## What is expected
In full and without alteration, write out the records.

## Extracted records

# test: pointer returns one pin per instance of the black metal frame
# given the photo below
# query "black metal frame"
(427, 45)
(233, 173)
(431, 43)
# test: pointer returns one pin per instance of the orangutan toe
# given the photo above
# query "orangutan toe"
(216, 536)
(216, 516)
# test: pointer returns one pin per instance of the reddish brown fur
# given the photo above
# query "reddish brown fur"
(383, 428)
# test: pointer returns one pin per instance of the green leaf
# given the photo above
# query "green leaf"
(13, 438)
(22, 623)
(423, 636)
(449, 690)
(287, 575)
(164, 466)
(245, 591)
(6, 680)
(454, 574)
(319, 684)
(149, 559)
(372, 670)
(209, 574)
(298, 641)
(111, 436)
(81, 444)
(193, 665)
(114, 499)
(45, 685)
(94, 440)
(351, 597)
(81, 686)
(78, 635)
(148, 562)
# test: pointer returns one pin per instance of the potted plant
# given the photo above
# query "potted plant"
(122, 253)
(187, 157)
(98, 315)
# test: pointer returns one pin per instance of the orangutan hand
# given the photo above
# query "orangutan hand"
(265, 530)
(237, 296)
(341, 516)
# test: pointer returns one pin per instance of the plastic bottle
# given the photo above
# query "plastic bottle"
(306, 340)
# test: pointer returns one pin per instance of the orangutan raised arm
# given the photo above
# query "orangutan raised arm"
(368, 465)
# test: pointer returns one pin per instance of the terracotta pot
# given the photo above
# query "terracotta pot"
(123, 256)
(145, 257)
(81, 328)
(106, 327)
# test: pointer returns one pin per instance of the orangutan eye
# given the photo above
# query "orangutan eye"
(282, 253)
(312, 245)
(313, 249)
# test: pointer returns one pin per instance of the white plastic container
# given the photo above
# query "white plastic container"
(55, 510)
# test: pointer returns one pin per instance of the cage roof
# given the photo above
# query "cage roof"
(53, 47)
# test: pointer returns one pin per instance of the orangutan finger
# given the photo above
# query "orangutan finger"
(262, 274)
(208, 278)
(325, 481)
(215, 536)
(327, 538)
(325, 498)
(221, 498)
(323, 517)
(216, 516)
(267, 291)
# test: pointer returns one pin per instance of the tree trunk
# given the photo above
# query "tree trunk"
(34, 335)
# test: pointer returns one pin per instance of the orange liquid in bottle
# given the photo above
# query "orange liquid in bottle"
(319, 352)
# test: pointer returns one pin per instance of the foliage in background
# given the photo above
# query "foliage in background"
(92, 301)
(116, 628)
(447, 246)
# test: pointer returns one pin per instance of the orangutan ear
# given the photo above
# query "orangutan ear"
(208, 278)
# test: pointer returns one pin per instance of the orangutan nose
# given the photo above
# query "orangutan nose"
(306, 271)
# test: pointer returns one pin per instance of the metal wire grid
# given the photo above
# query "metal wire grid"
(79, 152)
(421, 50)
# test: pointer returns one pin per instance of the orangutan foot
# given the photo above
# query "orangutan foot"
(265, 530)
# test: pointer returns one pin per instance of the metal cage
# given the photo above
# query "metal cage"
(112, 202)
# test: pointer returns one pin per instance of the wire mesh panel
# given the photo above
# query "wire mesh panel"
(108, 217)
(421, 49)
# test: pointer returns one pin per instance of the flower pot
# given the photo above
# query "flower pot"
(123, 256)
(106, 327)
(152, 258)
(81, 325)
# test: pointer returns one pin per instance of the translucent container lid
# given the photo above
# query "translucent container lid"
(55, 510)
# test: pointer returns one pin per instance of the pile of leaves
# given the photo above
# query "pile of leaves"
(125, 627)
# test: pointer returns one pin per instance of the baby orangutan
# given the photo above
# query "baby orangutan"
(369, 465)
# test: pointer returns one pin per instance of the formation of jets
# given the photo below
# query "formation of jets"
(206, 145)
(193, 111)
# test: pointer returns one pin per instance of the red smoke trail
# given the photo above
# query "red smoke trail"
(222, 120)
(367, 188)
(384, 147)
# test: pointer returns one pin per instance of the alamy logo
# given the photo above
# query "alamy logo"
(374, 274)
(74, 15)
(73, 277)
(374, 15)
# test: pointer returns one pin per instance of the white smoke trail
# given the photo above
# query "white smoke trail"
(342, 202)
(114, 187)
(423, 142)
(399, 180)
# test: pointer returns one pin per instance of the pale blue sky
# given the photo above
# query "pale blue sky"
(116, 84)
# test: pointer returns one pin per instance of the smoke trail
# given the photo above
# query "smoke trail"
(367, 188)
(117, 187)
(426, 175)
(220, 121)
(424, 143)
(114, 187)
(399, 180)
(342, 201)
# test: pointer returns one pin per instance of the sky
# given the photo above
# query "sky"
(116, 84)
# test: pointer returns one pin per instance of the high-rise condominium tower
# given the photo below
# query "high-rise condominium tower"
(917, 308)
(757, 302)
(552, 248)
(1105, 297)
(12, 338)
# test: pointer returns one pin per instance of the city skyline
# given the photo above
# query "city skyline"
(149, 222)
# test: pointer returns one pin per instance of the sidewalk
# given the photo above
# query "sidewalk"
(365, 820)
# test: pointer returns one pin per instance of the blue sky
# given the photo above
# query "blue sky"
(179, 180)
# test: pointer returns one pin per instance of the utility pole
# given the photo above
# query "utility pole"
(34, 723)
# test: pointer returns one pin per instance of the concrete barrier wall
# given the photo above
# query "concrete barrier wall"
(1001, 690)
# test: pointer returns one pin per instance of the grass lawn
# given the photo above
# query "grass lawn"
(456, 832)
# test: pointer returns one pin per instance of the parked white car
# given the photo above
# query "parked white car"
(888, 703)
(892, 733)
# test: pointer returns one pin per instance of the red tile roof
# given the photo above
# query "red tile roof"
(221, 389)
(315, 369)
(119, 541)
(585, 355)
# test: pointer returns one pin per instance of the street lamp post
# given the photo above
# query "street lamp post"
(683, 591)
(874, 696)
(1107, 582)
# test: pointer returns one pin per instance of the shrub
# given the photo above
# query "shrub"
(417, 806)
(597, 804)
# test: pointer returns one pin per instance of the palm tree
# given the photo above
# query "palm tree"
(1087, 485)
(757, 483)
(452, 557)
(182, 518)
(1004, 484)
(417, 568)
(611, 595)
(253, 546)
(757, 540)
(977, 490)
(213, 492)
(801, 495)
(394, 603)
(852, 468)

## Result for this exercise
# test: pointer returns one pin per instance of the black metal frame
# given the photo below
# query "black metal frame"
(427, 45)
(233, 173)
(431, 43)
# test: pointer returns one pin per instance of the orangutan toe
# given the photo above
# query "orangutan toe"
(216, 536)
(216, 516)
# test: pointer returns one pin per instance of the reddish brown fur
# given the photo above
# query "reddish brown fur"
(383, 428)
# test: pointer returns one pin per instance of the green leaf
# given the photo above
# query "green leaf"
(13, 438)
(22, 623)
(423, 636)
(449, 690)
(287, 575)
(164, 466)
(245, 591)
(6, 680)
(454, 574)
(319, 684)
(149, 559)
(372, 670)
(209, 574)
(298, 641)
(111, 436)
(81, 444)
(193, 665)
(114, 499)
(45, 685)
(94, 440)
(351, 597)
(81, 686)
(78, 635)
(148, 562)
# test: pointer returns one pin per instance of the potted plant
# given the photo above
# query "potted plant"
(122, 253)
(187, 157)
(98, 315)
# test: pointer returns one pin per instance of the orangutan hand
# given the photo above
# query "orangutan hand"
(265, 530)
(237, 296)
(341, 516)
# test: pointer returns one pin per instance of the plastic bottle
# given the photo above
# query "plastic bottle"
(306, 340)
# test: pointer returns one pin per instance of the orangutan raised arm
# given the photo above
# query "orangutan raised arm"
(368, 465)
# test: pointer returns one pin per instance of the terracotta pot
# given the photo above
# query "terracotta pot"
(123, 256)
(145, 257)
(81, 328)
(106, 327)
# test: pointer returns one pin per instance of the orangutan eye
# given the photo above
# query "orangutan eye"
(282, 253)
(312, 245)
(313, 249)
# test: pointer returns one pin per instance of the white plastic container
# given the photo above
# query "white plastic container"
(55, 510)
# test: pointer returns one pin per instance of the cage roof
# given the photo above
# query "cage roof"
(53, 47)
# test: pointer returns one pin per instance of the orangutan finger
# given the photo above
# query "orangutan finger"
(262, 274)
(208, 278)
(325, 481)
(215, 536)
(327, 538)
(325, 498)
(221, 498)
(323, 517)
(216, 516)
(267, 291)
# test: pointer returns one pin per instance of the tree trunk
# given the photo above
# query "tree trunk"
(34, 335)
# test: pointer returns one pin per instance of the orange liquid in bottle
# given the photo above
# query "orange liquid in bottle"
(319, 352)
# test: pointer returns one pin per instance of the foliage in background
# given the photo above
# query "foliage in background"
(92, 301)
(116, 628)
(447, 246)
# test: pointer returns one pin per instance of the orangutan ear
# given the photo above
# query "orangutan ear"
(208, 278)
# test: pointer returns one pin per instance of the orangutan nose
# given the photo above
# query "orangutan nose"
(306, 271)
# test: pointer returns one pin per instance of the metal wire grid
# given the photo above
# query "metal wire grid"
(79, 152)
(421, 50)
# test: pointer returns one pin per instance of the orangutan foot
# given the photo above
# query "orangutan foot"
(265, 530)
# test: pointer returns one pin per instance of the metal cage
# given the photo above
# query "metal cage"
(112, 202)
# test: pointer returns one pin per instance of the wire mesh panel
# given the photo above
# query "wire mesh panel"
(108, 217)
(421, 49)
# test: pointer returns one pin per instance of the flower pot
# given the photo above
# query "flower pot"
(123, 256)
(106, 327)
(152, 258)
(81, 325)
# test: pointer returns one pin per instance of the translucent container lid
# given the photo above
# query "translucent container lid"
(55, 510)
# test: pointer returns one pin per instance of the pile of leaves
# given the photo above
# query "pile of leaves"
(125, 627)
# test: pointer returns one pin per instance of the baby orangutan
# given the photo above
# query "baby orangutan"
(369, 465)
# test: pointer returns one pin per instance of the formation of jets
# given the photo below
# query "formation of jets"
(206, 145)
(193, 111)
# test: pointer returns one pin per instance of the red smoke trail
# given the photo above
# query "red smoke trail"
(222, 120)
(367, 188)
(384, 147)
# test: pointer returns one pin per instance of the alamy logo
# given the photo above
# query "alamy logo"
(374, 274)
(74, 15)
(73, 277)
(374, 15)
# test: pointer returns one pin per instance of the white smoke trail
# given the photo above
# query "white smoke trail"
(342, 202)
(114, 187)
(423, 142)
(399, 180)
# test: pointer returns one pin per instance of the pale blue sky
# given the photo above
# query "pale blue sky"
(116, 84)
# test: pointer returns one pin per instance of the smoke trail
# given the photo above
# query "smoke trail"
(367, 188)
(117, 187)
(426, 175)
(220, 121)
(424, 143)
(114, 187)
(399, 180)
(342, 201)
# test: pointer returns one pin per instance of the sky
# given the photo above
# query "sky"
(116, 84)
# test: pointer returns one pin per instance of the high-rise condominium tower
# given the photo below
# query "high-rise condominium tower"
(917, 308)
(757, 302)
(552, 248)
(1105, 297)
(12, 338)
# test: pointer returns one pin per instance of the city skyline
# given the photo above
# query "city skyline"
(149, 222)
# test: pointer returns one pin per instance of the sidewalk
# given the photo above
# query "sidewalk"
(365, 820)
# test: pointer returns one pin per instance of the blue sky
# given the photo above
# query "blue sky"
(179, 180)
# test: pointer returns one pin per instance of the utility pole
# given the photo above
# query "utility pole"
(34, 723)
# test: pointer returns one pin per instance of the concrete barrier wall
# given the photo above
# query "concrete barrier wall"
(1001, 690)
# test: pointer returns one pin per instance of the grass lawn
# given the photo above
# query "grass lawn"
(456, 832)
# test: pointer returns one pin per instance of the parked white car
# given the photo above
# query "parked white car"
(888, 703)
(892, 733)
# test: pointer returns one pin per instance of the red tile roof
# given the photo above
# query "red tile roof"
(221, 389)
(315, 369)
(119, 541)
(585, 355)
# test: pointer returns one pin per instance of the street lamp post
# given the photo above
# query "street lamp post"
(683, 591)
(874, 696)
(1107, 582)
# test: pointer returns one pin per instance of the shrub
# given the photo above
# query "shrub"
(417, 806)
(597, 804)
# test: pointer returns one pin per instance of the palm tree
# given the photo above
# query "palm tree"
(1087, 485)
(757, 483)
(452, 557)
(182, 518)
(1004, 484)
(417, 568)
(611, 595)
(253, 546)
(757, 540)
(977, 490)
(213, 492)
(801, 495)
(394, 603)
(852, 468)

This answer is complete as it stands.